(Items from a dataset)

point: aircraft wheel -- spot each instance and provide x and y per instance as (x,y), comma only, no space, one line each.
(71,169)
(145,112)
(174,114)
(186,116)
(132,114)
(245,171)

Aim:
Write the material out again in its entirety, exactly as shown.

Answer to this task:
point: aircraft wheel -- spot each instance and provide x and y per instance as (x,y), comma only, no space, one line each.
(71,169)
(145,112)
(174,114)
(186,116)
(132,114)
(245,171)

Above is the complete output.